__给定任务__: 请重写以下数据，将其中每一处“even-odd”替换为“nonzero”，其余内容一字不改。

__轮廓标注记录__:
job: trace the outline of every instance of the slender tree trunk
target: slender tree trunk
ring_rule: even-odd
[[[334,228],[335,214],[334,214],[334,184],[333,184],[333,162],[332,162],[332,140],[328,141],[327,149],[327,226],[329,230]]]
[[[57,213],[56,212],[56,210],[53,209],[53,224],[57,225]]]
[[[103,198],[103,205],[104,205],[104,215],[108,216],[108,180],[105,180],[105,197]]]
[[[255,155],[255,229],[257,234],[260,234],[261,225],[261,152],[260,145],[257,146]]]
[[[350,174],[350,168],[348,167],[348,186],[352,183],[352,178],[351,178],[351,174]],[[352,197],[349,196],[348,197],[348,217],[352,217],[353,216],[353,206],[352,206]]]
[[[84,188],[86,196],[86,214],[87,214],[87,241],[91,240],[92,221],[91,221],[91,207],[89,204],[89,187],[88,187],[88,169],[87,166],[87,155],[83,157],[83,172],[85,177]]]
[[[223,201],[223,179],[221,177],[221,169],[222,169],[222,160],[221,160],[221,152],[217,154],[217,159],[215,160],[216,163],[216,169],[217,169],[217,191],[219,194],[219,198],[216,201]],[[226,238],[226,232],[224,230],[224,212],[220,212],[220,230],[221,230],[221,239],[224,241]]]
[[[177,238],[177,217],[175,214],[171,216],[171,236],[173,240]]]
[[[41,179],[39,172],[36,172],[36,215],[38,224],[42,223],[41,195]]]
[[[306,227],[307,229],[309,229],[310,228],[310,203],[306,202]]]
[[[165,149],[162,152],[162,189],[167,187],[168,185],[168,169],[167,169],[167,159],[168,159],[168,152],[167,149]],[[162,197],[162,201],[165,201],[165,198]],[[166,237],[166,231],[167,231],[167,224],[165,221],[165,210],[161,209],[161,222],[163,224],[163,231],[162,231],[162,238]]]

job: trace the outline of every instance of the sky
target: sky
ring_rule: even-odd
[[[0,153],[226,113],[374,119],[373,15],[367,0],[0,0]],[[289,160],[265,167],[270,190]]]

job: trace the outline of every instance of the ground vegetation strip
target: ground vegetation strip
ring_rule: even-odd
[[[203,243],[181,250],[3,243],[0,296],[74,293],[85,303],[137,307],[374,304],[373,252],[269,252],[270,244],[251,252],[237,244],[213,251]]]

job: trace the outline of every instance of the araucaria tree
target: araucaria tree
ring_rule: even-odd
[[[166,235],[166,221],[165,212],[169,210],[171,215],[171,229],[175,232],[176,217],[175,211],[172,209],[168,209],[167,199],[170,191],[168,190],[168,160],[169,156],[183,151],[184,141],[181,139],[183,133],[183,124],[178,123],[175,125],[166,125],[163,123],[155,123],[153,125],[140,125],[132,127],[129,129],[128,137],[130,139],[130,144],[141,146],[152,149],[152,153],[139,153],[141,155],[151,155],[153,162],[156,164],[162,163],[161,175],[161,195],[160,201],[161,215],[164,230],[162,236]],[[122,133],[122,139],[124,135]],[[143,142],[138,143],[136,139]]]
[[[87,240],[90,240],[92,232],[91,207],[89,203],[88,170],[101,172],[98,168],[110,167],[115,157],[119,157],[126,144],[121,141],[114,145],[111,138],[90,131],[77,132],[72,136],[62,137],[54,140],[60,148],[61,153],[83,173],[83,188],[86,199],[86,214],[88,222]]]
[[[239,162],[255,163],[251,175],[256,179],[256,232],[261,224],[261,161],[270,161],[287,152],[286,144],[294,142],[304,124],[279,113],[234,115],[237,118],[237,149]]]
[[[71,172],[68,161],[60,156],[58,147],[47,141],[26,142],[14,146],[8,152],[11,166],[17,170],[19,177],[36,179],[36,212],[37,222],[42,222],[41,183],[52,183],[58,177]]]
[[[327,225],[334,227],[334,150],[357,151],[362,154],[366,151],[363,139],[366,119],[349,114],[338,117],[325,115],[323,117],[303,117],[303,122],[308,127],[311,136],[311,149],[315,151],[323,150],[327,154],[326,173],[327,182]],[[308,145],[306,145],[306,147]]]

__参考解答__:
job: trace the outline of every instance of the slender tree trunk
target: slender tree trunk
ring_rule: nonzero
[[[334,228],[335,214],[334,214],[334,184],[333,184],[333,162],[332,162],[332,140],[328,141],[327,149],[327,226],[329,230]]]
[[[57,213],[56,212],[56,210],[53,209],[53,224],[57,225]]]
[[[103,198],[103,205],[104,205],[104,215],[108,216],[108,180],[105,180],[105,197]]]
[[[255,155],[255,229],[257,234],[260,234],[261,225],[261,152],[260,145],[257,146]]]
[[[350,174],[350,168],[348,167],[348,186],[352,183],[352,178],[351,178],[351,174]],[[352,197],[349,196],[348,197],[348,217],[352,217],[353,216],[353,206],[352,206]]]
[[[84,188],[86,196],[86,214],[87,214],[87,241],[91,240],[92,221],[91,221],[91,207],[89,204],[89,187],[88,187],[88,169],[87,166],[87,155],[83,157],[83,172],[85,177]]]
[[[223,201],[223,179],[221,177],[221,169],[222,169],[222,160],[221,160],[221,152],[217,154],[217,159],[215,160],[216,163],[216,169],[217,169],[217,191],[219,194],[219,198],[216,201]],[[226,238],[226,232],[224,230],[224,212],[220,212],[220,230],[221,230],[221,239],[224,241]]]
[[[177,238],[177,217],[175,214],[171,216],[171,236],[173,240]]]
[[[41,179],[39,172],[36,172],[36,215],[38,224],[42,223],[41,195]]]
[[[306,227],[307,229],[309,229],[310,228],[310,203],[306,202]]]
[[[165,149],[162,152],[162,189],[167,187],[168,185],[168,169],[167,169],[167,159],[168,159],[168,152],[167,149]],[[162,197],[162,201],[165,201],[165,198]],[[166,237],[166,231],[167,231],[167,224],[165,221],[165,210],[161,209],[161,222],[163,224],[163,231],[162,231],[162,238]]]

job: trace the outline of every instance of the sky
target: sky
ring_rule: nonzero
[[[0,153],[226,113],[374,119],[373,15],[367,0],[0,0]],[[289,160],[265,167],[270,190]]]

job: trace the outline of every instance of the ground vegetation strip
target: ground vegetation strip
ring_rule: nonzero
[[[203,243],[181,250],[3,243],[0,296],[74,293],[85,303],[137,307],[374,304],[373,252],[269,252],[270,244],[251,252],[237,244],[213,251]]]

job: trace the outline of every instance of the araucaria tree
target: araucaria tree
ring_rule: nonzero
[[[166,235],[166,221],[165,212],[169,210],[171,215],[171,229],[175,232],[176,217],[175,211],[172,209],[168,209],[167,199],[170,191],[168,190],[168,160],[169,156],[183,151],[184,141],[181,139],[183,133],[183,124],[178,123],[175,125],[166,125],[163,123],[155,123],[153,125],[140,125],[132,127],[129,129],[128,137],[130,139],[130,144],[141,146],[152,149],[152,153],[139,153],[141,155],[151,155],[153,162],[156,164],[162,163],[161,175],[161,195],[160,201],[161,215],[164,230],[162,236]],[[122,133],[122,139],[124,135]],[[143,142],[138,143],[136,139]]]
[[[87,240],[90,240],[92,232],[91,207],[89,203],[88,170],[101,172],[98,168],[110,167],[115,157],[119,157],[126,144],[121,141],[114,145],[111,138],[90,131],[77,132],[72,136],[62,137],[54,140],[60,148],[61,153],[83,173],[83,188],[86,199],[86,214],[88,222]]]
[[[239,162],[255,163],[251,175],[256,179],[256,232],[261,224],[261,161],[270,161],[287,152],[286,144],[294,142],[304,124],[279,113],[234,115],[237,118],[237,149]]]
[[[71,172],[68,161],[60,156],[58,147],[47,141],[26,142],[14,146],[8,152],[11,166],[17,170],[19,177],[36,179],[36,212],[37,222],[42,222],[41,183],[52,183],[58,177]]]
[[[327,225],[334,227],[334,150],[357,151],[362,154],[366,151],[363,139],[366,119],[349,114],[338,117],[325,115],[323,117],[303,117],[303,122],[308,127],[311,136],[311,149],[315,151],[323,150],[327,154],[326,173],[327,182]],[[308,145],[306,145],[306,147]]]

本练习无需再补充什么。